In the reflection on a past marriage, copy the stretch from "I very much" through "of the bargain.", replacing "wife and mother" with "spouse and parent".

*Document segment*:
=======

I'm giving him a lot of my energy. I spend countless hours mulling over the things I used to do for him and how I am reminded that I am not doing those things anymore. I used to keep two baskets in our linen closet in the bathroom each one containing our underwear. It's silly to discuss on here, but I'd see his underwear basket everyday and as the pairs dwindled down and only his least favorite pairs remained, I started up the washer to make sure his favorite ones were clean. I find myself wondering if his favorite ones are clean today.
I very much enjoyed being a wife and mother. Those two things were the things I set out to do in life. Ask my friends when we were younger and it was a no brainer that I was going to be the first of us to get married and have children. And sure enough I was. I spent eight years at home raising my Marble's and taking care of the house. I took care of him too. I thought I did at least. I guess I didn't hold up my end of the bargain.

=======

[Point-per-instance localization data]
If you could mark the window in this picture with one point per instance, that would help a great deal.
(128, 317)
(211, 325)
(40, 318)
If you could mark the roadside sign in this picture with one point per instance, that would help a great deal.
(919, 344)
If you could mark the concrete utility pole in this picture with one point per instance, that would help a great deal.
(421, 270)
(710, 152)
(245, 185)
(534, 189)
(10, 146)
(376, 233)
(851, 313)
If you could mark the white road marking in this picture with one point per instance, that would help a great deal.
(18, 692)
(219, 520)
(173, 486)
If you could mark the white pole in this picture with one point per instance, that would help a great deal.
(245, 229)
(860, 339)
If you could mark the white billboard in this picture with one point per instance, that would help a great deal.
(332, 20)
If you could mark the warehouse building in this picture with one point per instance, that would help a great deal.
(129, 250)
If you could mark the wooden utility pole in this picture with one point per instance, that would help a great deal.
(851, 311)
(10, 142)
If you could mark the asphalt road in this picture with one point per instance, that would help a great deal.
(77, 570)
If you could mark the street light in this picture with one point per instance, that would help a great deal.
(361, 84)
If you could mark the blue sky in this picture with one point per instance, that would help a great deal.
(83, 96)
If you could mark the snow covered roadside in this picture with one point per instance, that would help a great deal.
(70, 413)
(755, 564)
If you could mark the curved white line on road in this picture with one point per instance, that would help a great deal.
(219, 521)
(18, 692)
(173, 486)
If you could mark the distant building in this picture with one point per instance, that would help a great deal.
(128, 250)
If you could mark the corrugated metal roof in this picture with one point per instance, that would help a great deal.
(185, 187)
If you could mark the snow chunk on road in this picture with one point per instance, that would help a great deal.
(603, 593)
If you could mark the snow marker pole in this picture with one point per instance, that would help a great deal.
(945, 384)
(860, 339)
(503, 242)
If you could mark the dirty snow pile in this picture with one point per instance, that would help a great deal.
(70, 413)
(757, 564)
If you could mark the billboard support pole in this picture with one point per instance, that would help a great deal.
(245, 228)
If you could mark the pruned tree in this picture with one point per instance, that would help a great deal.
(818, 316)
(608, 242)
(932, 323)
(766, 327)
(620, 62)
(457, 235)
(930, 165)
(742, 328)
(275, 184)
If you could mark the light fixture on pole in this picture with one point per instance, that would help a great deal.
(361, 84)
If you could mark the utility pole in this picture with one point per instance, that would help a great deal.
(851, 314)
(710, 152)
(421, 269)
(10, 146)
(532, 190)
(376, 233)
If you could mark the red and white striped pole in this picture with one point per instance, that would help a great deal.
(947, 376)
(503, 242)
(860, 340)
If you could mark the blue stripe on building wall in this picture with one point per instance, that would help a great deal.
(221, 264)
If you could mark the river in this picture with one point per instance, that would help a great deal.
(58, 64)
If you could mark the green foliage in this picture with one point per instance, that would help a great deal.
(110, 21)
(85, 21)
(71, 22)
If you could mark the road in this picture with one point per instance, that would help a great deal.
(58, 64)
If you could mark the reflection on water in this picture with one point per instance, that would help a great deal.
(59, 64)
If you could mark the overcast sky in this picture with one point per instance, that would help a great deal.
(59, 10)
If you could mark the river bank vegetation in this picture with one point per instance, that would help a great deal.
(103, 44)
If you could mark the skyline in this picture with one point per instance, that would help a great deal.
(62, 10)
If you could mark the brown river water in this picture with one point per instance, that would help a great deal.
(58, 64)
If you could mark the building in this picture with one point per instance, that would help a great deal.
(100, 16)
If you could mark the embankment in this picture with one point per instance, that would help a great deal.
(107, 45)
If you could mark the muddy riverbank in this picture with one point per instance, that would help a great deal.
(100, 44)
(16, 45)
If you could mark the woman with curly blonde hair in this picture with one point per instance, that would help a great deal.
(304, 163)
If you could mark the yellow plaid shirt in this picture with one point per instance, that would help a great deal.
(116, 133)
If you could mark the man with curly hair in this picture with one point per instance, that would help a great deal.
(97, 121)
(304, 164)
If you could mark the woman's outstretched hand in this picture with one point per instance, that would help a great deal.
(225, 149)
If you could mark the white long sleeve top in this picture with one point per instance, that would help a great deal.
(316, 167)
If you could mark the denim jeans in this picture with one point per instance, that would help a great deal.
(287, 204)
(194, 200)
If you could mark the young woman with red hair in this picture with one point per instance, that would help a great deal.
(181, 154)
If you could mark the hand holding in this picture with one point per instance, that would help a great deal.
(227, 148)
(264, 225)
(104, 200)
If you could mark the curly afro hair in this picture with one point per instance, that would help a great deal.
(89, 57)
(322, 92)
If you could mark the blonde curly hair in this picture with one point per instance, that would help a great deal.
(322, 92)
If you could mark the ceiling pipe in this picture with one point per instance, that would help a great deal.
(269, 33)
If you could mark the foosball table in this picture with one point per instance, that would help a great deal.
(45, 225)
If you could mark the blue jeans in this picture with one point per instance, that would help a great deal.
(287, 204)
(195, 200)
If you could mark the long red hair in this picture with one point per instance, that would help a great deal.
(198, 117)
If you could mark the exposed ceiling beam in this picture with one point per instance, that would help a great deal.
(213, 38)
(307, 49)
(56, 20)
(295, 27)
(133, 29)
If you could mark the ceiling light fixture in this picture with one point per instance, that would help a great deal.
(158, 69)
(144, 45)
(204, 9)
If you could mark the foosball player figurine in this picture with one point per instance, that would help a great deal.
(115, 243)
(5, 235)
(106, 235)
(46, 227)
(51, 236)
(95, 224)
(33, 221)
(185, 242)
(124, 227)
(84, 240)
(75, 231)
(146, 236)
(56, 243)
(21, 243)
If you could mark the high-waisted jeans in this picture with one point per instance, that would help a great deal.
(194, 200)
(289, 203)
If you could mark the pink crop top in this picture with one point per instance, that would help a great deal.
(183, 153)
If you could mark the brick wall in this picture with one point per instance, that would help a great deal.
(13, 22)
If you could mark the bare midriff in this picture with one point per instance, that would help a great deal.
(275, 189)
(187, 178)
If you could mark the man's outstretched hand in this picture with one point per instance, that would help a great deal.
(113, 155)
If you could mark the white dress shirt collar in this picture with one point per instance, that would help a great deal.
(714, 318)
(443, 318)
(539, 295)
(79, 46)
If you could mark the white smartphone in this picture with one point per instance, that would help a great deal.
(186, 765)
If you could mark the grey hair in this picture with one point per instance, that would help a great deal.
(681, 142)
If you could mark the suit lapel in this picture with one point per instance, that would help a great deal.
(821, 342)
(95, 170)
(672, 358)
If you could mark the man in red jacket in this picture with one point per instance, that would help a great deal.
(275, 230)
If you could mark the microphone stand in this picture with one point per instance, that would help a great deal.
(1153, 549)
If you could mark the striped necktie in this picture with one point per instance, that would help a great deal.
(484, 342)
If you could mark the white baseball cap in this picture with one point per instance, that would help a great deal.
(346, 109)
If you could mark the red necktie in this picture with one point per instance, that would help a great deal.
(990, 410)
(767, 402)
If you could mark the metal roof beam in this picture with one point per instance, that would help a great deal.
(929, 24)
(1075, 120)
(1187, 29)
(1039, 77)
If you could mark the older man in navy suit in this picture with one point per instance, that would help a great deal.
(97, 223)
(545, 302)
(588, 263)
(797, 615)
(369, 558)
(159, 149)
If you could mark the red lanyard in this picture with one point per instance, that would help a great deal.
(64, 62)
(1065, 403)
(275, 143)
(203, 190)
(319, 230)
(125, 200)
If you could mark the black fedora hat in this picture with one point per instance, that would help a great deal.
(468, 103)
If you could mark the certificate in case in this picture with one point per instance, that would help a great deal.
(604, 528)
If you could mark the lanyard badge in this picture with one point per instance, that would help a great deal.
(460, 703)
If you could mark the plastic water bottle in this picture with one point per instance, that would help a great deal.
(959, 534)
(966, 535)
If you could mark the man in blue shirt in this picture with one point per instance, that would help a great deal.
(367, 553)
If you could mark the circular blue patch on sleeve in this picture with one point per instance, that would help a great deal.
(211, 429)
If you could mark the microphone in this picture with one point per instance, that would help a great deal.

=======

*Solution*:
I very much enjoyed being a spouse and parent. Those two things were the things I set out to do in life. Ask my friends when we were younger and it was a no brainer that I was going to be the first of us to get married and have children. And sure enough I was. I spent eight years at home raising my Marble's and taking care of the house. I took care of him too. I thought I did at least. I guess I didn't hold up my end of the bargain.